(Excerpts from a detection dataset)
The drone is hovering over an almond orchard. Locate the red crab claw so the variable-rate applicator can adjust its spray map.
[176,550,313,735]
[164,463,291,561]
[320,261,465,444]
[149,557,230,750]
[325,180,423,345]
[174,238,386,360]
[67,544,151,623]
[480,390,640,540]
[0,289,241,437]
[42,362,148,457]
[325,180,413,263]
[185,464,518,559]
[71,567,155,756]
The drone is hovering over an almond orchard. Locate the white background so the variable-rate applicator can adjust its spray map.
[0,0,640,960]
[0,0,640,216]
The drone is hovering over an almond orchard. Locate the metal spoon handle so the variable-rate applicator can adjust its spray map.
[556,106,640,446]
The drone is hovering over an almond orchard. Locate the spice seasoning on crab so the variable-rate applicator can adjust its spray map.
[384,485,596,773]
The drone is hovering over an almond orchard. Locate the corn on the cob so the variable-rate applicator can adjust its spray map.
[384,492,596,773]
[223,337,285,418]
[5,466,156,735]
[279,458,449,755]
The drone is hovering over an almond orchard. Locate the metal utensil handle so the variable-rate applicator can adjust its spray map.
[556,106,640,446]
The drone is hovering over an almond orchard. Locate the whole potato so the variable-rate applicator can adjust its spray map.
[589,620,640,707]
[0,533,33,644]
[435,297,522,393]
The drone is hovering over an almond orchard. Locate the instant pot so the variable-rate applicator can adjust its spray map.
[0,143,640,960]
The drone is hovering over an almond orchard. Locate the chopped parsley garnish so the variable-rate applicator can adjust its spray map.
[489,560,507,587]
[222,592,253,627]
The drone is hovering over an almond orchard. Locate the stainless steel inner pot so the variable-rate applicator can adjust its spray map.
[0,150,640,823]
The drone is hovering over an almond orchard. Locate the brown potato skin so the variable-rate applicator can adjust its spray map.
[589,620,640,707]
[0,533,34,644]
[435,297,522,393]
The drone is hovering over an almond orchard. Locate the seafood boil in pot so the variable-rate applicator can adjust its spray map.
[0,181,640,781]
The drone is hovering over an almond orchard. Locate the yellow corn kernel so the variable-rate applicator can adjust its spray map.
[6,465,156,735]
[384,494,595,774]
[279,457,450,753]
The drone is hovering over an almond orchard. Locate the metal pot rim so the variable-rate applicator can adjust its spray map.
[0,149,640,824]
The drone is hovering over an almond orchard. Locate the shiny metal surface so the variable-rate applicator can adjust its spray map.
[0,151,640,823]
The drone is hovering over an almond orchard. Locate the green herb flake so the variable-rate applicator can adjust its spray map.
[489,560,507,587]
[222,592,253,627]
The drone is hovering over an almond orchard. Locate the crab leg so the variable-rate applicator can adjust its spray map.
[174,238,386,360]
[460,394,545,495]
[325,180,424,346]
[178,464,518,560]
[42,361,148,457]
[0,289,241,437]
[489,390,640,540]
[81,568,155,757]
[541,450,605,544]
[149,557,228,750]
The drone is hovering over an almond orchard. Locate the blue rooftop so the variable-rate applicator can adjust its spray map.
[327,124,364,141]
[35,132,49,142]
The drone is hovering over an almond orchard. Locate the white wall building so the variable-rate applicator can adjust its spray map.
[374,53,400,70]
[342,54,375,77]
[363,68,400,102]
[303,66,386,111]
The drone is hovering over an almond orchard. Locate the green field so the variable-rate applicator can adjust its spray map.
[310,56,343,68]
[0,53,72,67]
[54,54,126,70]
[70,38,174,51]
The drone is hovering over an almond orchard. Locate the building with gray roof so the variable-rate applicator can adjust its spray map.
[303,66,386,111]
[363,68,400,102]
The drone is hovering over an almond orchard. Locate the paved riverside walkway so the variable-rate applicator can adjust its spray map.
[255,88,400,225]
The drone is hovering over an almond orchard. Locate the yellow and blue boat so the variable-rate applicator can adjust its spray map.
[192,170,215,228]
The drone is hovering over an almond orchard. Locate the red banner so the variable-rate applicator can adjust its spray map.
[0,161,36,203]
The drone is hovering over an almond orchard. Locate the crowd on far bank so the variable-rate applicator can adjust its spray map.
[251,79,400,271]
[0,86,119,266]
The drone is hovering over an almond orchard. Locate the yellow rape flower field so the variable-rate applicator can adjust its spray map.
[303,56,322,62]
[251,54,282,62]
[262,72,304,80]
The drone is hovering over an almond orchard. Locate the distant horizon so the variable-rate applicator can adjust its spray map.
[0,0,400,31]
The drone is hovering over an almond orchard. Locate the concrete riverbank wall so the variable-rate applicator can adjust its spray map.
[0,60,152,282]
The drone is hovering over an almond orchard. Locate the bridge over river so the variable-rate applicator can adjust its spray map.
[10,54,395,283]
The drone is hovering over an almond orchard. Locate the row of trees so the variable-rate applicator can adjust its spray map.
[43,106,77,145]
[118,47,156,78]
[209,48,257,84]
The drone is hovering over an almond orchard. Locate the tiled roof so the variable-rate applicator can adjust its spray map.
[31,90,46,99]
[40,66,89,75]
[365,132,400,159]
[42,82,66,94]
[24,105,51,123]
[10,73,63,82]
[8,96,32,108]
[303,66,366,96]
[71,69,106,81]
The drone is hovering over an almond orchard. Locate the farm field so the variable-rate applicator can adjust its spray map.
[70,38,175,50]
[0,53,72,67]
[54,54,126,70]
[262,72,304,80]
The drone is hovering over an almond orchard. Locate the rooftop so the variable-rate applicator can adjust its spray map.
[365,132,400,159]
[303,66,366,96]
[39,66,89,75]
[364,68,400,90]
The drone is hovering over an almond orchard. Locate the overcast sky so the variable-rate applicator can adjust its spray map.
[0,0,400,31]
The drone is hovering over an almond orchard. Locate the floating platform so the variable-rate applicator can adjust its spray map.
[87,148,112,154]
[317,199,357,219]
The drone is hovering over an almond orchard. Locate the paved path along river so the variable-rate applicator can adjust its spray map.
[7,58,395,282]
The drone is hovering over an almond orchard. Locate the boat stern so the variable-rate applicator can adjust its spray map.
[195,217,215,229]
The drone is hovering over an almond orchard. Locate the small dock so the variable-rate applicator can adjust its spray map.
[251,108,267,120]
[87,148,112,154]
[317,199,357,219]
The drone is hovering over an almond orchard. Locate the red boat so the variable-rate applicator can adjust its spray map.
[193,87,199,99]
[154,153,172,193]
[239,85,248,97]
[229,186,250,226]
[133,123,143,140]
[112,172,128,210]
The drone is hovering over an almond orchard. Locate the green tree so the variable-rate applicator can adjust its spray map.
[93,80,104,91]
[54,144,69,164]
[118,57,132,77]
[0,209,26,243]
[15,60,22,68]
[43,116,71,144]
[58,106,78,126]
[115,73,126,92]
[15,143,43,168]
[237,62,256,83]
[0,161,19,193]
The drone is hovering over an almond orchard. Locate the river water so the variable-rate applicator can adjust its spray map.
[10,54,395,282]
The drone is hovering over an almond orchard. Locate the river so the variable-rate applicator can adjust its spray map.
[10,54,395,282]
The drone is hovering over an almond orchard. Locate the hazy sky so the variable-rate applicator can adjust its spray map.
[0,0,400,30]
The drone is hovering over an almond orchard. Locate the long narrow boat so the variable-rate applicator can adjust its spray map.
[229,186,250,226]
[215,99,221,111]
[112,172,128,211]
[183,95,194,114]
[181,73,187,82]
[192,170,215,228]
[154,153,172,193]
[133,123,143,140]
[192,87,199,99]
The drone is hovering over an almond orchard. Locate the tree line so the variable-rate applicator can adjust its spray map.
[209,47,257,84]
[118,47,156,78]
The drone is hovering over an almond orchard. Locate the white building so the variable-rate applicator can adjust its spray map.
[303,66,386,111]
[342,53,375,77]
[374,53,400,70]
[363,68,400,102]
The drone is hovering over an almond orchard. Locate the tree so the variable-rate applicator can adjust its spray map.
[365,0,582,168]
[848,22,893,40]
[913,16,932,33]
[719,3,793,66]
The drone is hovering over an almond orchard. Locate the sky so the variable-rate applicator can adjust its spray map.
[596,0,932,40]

### WORK TO BE COMPLETED
Lay out the entries as a numbered list, beginning at the line that contains "the tree so" and ending with the last line of the entries. Omit any blank lines.

### RESULT OF THE TASK
1. The drone is hovering over an almond orchard. Locate the tree so the variable-rate applicator can adjust its spray map.
2. [365,0,582,168]
3. [848,22,893,40]
4. [913,16,932,33]
5. [719,3,793,66]
6. The drone is hovering over an almond orchard. Locate the sky so the variable-rate applicator can adjust its spray map.
7. [596,0,932,40]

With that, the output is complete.